● Your task
Locate each line in the records below that contains the word "wheel" and copy those lines out.

=======

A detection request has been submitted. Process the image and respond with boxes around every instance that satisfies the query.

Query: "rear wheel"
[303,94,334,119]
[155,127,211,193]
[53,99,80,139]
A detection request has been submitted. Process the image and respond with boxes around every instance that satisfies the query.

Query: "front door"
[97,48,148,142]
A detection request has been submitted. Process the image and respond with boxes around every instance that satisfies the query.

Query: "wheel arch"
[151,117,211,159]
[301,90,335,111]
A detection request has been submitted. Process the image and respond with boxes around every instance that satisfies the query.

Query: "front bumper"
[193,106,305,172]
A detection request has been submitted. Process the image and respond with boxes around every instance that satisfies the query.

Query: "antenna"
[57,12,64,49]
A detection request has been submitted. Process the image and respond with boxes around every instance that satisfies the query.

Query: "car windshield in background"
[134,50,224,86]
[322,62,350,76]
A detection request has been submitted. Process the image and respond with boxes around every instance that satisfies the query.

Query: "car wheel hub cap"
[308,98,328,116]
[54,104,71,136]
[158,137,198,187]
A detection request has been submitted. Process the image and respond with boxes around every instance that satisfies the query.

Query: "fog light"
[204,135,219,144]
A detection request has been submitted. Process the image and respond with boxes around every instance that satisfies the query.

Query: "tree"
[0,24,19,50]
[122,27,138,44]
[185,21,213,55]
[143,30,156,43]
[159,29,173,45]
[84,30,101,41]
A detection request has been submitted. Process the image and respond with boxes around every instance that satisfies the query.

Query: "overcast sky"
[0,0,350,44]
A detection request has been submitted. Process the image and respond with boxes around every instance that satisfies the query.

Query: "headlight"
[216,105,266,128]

=======

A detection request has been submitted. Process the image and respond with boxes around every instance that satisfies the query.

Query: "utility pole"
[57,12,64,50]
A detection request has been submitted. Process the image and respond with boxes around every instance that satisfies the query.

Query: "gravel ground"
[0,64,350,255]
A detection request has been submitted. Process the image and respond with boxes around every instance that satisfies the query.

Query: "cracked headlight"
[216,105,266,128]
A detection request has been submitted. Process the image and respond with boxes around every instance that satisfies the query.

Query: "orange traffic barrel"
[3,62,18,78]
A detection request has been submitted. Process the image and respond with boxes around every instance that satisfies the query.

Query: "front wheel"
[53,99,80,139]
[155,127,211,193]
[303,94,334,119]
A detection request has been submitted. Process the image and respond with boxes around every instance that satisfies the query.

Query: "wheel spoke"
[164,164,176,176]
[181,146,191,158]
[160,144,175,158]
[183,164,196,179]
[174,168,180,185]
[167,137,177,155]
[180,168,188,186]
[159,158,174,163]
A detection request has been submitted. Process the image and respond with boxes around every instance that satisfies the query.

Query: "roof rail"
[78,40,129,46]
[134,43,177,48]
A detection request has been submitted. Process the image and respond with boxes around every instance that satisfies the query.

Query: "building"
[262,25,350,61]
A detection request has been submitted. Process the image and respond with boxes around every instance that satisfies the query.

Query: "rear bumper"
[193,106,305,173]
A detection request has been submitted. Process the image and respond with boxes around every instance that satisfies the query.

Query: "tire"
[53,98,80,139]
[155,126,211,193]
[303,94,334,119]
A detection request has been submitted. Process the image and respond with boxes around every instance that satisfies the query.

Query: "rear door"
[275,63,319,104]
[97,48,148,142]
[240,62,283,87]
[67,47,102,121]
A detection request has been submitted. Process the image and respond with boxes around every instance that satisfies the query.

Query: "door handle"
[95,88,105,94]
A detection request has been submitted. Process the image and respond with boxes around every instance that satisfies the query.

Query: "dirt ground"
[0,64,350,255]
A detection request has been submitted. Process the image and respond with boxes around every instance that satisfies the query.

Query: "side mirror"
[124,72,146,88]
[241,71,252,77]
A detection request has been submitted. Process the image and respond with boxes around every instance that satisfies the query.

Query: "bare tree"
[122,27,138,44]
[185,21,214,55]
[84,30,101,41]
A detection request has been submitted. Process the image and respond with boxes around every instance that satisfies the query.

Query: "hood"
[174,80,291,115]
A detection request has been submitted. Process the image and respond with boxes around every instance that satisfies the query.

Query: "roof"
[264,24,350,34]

=======

● Reply
Query: "rear wheel"
Query: "wheel arch"
Query: "car wheel hub cap"
Query: "front wheel"
Query: "wheel spoke"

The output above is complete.